-- Directions --
Beneath this task are records; print exactly the stretch of them from the line with "Task: identify the antenna" through the line with "Task: identify the fishing", both ends included.

-- Source material --

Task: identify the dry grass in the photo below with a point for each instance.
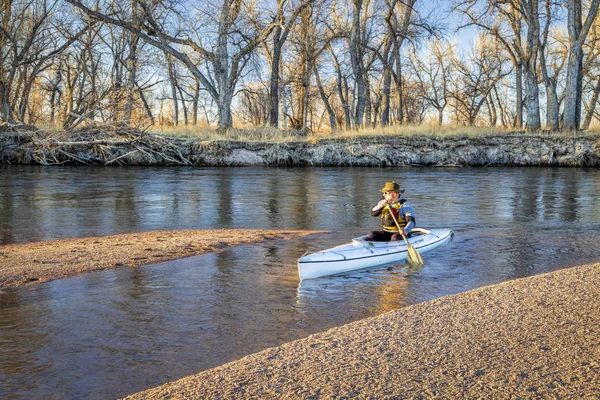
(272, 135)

--

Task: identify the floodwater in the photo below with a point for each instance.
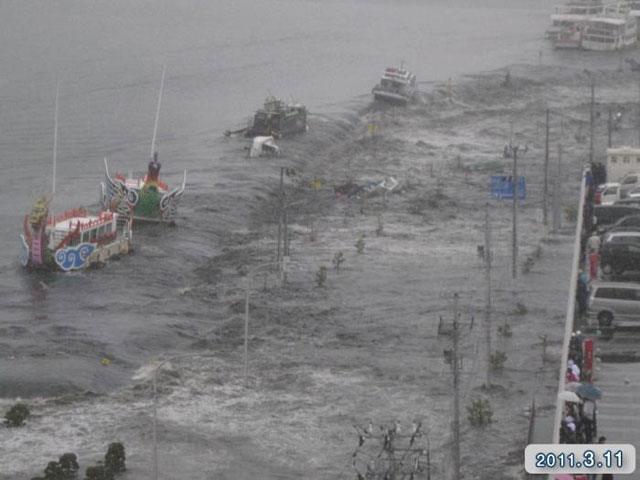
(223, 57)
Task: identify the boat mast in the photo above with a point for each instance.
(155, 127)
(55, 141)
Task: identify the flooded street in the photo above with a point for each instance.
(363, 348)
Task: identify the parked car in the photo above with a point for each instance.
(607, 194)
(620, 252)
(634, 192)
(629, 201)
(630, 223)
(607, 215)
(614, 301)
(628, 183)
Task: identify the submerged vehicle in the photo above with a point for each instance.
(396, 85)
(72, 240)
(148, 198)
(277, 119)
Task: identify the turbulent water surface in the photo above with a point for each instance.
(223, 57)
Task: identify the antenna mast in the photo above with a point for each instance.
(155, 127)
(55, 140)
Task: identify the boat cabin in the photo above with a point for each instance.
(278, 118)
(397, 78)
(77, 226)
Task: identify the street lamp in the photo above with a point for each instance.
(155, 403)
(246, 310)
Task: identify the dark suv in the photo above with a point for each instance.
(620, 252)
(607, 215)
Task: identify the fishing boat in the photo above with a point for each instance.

-- Result of this exercise --
Task: identify the antenna mast in the photo above with a point for each instance.
(155, 127)
(55, 140)
Task: identify the boat cabin in the photo above with a point for each instance.
(278, 118)
(397, 78)
(77, 226)
Task: identify the street lamp in the photo above with a point for each instance.
(155, 403)
(246, 310)
Task: identify the dark suv in the photo above with a point for each instance.
(620, 252)
(607, 215)
Task: identify the fishing boat in the photo above with a point for each instance.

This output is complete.